• Task to complete:
The records follow. Give them all back exactly.

────────

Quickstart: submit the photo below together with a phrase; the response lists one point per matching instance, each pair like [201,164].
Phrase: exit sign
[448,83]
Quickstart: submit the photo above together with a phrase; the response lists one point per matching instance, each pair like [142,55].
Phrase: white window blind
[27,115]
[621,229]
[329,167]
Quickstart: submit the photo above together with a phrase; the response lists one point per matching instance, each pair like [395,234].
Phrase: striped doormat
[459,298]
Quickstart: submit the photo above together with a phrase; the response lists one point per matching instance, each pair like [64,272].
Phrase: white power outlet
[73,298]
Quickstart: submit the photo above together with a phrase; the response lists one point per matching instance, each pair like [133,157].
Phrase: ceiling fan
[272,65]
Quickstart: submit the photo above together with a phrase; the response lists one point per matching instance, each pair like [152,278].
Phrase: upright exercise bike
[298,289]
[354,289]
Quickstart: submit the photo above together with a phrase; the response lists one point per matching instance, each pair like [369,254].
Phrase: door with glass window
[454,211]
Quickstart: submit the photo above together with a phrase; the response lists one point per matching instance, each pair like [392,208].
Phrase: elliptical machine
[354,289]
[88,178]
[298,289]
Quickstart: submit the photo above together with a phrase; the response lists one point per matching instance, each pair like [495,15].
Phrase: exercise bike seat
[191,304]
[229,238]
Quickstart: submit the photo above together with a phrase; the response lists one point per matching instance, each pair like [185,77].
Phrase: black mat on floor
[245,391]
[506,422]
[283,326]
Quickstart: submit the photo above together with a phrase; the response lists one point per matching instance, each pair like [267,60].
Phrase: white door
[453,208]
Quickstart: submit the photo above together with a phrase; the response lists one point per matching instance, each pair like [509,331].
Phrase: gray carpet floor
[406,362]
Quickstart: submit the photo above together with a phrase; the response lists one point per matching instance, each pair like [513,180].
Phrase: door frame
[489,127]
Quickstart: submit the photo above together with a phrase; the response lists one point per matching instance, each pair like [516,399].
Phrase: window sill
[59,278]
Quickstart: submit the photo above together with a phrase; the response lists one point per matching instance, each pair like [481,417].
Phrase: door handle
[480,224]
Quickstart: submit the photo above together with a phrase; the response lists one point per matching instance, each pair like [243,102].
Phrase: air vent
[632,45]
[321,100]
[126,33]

────────

• Answer to this exercise:
Quickstart: submit the photo below together with a phrase; the response lists one point per matching instance, each pair like [201,164].
Phrase: exit sign
[448,83]
Quickstart: submit the photo above together with a phrase; the response lists one point per matching instance, each pair like [142,55].
Phrase: white window blind
[27,115]
[621,229]
[329,167]
Quickstart: submit the photo above together with a phrase; the response lists one point per matching instance, each pair like [395,234].
Phrase: striped doormat
[459,298]
Quickstart: submit the photo above together with a phrase; the response lists one point per matching instance, each pair like [64,272].
Phrase: white power outlet
[73,298]
Quickstart: submit the photo above together with a phrase; the response lists one point per matching instance, each pair like [133,157].
Phrase: ceiling fan
[272,65]
Quickstart: submit the photo above together with a phrase; the response lists one point per matching instance, each pair like [152,278].
Phrase: upright exercise bike
[298,289]
[354,289]
Quickstart: submit the photo above together with a phrase; the response lists one point per matching instance, each pair like [369,254].
Phrase: door with glass window
[454,211]
Quickstart: submit the photo above together with a phrase; the response lists one point per matching instance, each pair like [392,208].
Phrase: elliptical machine
[354,289]
[88,178]
[298,289]
Quickstart: submit the photo above together with a phrase; the response lists one point per matching instance, each pair like [495,15].
Phrase: exercise bike seat
[191,304]
[229,238]
Quickstart: submit the photo above together with a phrase; the response lists one point per matching instance, each pair like [185,77].
Phrase: black mat on floor
[245,391]
[506,422]
[283,326]
Quickstart: submit the photo above together with a phrase; the response lists one point per matching instance, each pair like [267,60].
Phrase: white door
[453,208]
Quickstart: submit the photo above together with a phrase; the response lists one point per matching instance, each pair like [509,331].
Phrase: gray carpet floor
[406,362]
Quickstart: submit the photo above together with a phrase; the response lists one point per matching instance, each pair like [513,180].
Phrase: door frame
[489,127]
Quickstart: submit the photo above together with a phrase; the response lists one point per matching instance, each pair like [516,399].
Phrase: window sill
[59,278]
Quickstart: submit the photo above together with a phrase; the response lists one point per matching instance, each pair like [481,417].
Phrase: door handle
[480,224]
Quickstart: submit the photo above together with a phrase; the response lists one point per matching instance, each pair like [243,102].
Phrase: air vent
[632,45]
[321,100]
[126,33]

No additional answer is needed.